-------- Data for the task

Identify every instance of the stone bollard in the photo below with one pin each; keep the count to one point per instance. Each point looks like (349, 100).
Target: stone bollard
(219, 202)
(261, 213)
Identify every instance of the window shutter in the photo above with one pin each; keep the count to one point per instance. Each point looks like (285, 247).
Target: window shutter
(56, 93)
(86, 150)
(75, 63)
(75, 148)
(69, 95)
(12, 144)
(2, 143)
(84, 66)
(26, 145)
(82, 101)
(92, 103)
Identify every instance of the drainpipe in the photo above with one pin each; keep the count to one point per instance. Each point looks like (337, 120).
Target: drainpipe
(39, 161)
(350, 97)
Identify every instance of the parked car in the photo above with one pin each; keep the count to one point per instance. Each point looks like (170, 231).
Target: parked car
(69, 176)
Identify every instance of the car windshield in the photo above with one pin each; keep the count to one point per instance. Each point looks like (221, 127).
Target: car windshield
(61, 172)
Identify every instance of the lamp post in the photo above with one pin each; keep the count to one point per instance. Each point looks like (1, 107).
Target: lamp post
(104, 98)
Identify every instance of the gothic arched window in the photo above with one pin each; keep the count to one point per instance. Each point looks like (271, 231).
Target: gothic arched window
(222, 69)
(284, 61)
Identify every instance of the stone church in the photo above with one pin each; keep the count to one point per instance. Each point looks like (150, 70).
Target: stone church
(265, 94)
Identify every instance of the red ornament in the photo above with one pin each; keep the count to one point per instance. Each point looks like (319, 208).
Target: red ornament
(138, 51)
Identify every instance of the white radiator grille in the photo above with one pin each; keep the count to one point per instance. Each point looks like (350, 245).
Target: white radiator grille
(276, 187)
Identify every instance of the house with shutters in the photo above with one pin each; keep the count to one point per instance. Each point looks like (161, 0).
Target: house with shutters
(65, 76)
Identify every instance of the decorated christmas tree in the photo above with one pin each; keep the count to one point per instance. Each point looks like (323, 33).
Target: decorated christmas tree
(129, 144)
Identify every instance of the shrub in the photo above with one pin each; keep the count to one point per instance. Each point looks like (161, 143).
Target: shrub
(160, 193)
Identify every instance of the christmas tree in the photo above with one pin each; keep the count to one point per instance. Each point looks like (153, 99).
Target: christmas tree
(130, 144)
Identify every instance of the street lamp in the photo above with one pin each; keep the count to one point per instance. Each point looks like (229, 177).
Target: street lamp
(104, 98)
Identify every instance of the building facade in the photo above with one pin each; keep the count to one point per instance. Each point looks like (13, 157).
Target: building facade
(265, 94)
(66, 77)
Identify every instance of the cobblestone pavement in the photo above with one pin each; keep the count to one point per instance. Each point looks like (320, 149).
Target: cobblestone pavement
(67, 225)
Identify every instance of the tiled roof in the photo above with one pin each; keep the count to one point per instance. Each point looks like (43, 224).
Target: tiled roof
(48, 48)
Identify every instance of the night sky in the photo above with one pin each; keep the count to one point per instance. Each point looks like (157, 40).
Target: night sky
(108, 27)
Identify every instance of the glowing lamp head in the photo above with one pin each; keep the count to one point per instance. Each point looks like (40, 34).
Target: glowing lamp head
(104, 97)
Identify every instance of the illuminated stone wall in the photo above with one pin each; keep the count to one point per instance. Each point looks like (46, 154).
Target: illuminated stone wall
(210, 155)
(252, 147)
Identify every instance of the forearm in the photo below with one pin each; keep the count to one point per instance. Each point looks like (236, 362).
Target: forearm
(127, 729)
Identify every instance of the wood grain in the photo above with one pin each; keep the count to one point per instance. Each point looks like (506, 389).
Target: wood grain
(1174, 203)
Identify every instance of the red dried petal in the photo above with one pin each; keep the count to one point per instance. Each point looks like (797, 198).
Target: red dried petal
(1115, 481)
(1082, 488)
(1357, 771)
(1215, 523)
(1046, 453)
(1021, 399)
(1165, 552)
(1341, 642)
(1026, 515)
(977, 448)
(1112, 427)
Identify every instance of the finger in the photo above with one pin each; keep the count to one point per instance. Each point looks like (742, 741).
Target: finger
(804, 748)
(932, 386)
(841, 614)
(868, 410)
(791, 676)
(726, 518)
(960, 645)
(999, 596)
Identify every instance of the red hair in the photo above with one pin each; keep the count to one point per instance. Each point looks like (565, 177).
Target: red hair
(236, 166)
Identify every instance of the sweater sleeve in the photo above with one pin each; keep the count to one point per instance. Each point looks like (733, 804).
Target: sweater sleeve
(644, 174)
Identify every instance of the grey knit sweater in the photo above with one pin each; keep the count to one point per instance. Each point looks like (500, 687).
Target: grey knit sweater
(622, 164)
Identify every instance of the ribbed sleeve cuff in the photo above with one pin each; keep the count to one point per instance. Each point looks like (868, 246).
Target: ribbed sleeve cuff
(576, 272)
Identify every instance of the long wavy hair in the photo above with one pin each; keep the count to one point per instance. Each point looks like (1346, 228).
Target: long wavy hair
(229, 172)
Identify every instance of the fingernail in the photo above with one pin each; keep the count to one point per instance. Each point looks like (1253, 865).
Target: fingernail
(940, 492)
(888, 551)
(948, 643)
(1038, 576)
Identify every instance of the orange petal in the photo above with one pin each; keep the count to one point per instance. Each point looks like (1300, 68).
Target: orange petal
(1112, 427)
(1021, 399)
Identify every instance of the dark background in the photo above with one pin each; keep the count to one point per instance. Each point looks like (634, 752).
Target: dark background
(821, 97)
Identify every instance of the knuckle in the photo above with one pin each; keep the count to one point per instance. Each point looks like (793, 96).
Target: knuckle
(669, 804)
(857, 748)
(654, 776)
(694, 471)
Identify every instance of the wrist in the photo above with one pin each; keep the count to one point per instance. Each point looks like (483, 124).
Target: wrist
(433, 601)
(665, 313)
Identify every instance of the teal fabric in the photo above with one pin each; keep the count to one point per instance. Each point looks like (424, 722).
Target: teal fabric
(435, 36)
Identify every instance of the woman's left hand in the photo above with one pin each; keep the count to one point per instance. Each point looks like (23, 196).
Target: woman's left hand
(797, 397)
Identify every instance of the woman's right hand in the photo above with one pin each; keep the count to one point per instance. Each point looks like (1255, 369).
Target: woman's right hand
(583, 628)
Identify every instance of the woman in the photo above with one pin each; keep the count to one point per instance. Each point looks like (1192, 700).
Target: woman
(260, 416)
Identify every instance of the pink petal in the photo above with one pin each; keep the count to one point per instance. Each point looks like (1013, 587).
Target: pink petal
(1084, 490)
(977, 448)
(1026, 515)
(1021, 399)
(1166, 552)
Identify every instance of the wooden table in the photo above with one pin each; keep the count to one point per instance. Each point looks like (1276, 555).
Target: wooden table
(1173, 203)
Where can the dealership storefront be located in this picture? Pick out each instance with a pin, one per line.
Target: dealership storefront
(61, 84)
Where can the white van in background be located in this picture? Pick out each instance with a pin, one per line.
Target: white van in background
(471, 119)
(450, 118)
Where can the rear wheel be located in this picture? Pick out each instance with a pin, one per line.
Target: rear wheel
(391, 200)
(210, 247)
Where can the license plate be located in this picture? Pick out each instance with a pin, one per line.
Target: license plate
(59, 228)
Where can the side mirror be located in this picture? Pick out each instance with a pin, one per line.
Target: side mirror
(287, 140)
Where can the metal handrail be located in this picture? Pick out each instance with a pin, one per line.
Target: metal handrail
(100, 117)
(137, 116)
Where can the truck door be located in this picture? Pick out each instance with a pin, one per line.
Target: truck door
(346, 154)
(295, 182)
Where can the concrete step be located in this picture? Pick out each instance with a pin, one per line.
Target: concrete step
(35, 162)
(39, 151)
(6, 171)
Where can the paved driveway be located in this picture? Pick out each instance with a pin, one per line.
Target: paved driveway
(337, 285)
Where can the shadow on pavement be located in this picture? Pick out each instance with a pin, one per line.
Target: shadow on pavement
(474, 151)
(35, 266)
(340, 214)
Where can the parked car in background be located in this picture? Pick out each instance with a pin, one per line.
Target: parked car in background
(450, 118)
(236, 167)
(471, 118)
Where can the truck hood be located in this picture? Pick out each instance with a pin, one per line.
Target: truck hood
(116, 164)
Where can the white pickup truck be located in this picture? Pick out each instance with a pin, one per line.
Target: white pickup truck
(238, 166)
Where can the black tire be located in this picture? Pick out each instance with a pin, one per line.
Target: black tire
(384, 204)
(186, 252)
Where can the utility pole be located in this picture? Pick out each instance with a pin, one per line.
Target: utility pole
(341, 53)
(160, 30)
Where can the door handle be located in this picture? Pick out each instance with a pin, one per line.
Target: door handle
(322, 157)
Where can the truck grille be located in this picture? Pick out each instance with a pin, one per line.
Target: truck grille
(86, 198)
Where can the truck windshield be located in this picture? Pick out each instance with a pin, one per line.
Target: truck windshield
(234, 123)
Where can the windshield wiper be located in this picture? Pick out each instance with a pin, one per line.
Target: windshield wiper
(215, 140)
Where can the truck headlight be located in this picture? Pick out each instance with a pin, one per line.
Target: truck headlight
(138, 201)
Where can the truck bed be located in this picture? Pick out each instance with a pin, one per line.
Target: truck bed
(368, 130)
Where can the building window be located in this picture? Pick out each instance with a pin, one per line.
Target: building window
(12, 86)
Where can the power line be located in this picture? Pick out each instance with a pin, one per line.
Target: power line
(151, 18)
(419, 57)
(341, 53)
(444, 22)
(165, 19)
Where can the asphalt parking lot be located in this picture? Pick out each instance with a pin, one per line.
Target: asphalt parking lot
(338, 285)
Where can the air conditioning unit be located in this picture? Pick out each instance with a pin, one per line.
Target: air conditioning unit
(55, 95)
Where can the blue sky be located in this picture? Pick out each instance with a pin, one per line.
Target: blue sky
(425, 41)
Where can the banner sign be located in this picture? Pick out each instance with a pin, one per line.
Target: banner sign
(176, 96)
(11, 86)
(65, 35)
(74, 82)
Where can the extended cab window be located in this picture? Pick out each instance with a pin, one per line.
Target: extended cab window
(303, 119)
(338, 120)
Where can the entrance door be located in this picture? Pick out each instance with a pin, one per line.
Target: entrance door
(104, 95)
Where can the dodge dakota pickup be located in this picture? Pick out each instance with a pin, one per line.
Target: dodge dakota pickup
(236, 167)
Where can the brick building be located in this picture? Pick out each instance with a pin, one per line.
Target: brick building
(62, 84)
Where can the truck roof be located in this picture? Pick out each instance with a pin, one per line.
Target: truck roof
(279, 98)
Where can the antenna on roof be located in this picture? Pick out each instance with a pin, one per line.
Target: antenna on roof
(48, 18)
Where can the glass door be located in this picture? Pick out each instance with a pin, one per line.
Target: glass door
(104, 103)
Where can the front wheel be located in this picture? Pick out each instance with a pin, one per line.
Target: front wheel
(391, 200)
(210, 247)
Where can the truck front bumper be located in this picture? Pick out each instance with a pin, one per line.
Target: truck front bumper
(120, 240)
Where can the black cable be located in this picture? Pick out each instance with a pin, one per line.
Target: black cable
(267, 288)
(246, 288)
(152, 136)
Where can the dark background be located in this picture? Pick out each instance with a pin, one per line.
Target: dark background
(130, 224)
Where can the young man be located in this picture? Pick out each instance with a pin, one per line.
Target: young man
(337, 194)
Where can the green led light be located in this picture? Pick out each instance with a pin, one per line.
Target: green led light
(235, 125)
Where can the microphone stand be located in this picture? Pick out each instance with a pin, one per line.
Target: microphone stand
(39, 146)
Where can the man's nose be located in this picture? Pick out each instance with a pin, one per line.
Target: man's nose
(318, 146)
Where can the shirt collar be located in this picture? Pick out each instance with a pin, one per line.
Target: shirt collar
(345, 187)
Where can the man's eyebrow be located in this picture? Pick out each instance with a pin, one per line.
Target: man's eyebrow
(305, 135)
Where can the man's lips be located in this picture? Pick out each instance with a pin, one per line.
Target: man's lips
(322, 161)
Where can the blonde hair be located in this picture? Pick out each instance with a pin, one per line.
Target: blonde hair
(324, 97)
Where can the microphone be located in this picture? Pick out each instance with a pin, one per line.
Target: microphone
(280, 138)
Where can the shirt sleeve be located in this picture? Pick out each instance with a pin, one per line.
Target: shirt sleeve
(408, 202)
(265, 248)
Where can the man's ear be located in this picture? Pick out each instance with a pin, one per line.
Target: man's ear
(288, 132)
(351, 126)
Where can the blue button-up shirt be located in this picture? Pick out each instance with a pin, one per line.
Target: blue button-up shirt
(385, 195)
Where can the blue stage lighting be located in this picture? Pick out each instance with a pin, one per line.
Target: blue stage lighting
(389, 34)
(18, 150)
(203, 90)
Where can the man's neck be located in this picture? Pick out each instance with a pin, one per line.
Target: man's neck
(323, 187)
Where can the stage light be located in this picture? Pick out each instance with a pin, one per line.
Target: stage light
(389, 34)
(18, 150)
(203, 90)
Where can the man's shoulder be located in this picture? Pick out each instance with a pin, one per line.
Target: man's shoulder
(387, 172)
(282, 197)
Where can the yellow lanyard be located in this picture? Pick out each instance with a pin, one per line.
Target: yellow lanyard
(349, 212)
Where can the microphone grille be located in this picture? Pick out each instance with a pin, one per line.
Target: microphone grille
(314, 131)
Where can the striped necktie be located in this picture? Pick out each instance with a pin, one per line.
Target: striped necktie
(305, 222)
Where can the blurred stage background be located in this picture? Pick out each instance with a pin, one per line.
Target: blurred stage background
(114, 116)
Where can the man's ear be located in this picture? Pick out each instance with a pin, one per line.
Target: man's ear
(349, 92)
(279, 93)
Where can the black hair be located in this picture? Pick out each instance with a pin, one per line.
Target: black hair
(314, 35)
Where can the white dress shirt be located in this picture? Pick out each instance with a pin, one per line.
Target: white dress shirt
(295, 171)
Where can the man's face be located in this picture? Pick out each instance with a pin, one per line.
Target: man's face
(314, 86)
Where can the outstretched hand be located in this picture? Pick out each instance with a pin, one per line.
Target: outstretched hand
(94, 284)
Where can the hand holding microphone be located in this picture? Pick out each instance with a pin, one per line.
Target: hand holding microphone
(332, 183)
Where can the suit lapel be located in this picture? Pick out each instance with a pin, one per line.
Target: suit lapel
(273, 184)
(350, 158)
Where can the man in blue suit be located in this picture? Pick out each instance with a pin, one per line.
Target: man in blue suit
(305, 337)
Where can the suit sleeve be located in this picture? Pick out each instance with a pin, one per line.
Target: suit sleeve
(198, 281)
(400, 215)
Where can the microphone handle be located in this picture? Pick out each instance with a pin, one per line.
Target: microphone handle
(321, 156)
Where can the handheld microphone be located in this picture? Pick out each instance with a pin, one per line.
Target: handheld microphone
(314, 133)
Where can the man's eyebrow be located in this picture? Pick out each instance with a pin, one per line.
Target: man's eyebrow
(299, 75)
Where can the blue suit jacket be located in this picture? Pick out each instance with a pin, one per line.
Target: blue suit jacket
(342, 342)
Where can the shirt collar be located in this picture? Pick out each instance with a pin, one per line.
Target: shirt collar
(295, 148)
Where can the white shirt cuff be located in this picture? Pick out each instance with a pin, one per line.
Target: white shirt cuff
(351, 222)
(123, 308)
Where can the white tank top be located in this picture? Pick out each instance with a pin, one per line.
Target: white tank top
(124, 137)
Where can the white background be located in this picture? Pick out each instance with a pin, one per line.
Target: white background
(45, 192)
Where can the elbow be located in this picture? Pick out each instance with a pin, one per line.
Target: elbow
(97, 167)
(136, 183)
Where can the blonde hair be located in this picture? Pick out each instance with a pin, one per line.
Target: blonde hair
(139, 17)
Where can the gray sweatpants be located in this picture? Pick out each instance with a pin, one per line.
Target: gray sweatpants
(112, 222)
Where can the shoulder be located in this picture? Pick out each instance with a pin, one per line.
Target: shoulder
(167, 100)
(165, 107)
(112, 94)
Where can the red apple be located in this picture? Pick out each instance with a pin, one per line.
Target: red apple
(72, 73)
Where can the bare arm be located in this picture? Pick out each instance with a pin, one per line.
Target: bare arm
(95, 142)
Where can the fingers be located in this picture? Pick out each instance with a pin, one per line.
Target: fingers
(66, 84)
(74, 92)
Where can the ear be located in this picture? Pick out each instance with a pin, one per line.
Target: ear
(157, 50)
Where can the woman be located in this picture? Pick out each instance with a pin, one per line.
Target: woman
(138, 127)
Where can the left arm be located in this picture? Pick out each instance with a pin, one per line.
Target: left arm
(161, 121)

----------------

Go through the data line by line and work out how many lines contain "below". Give only that number.

2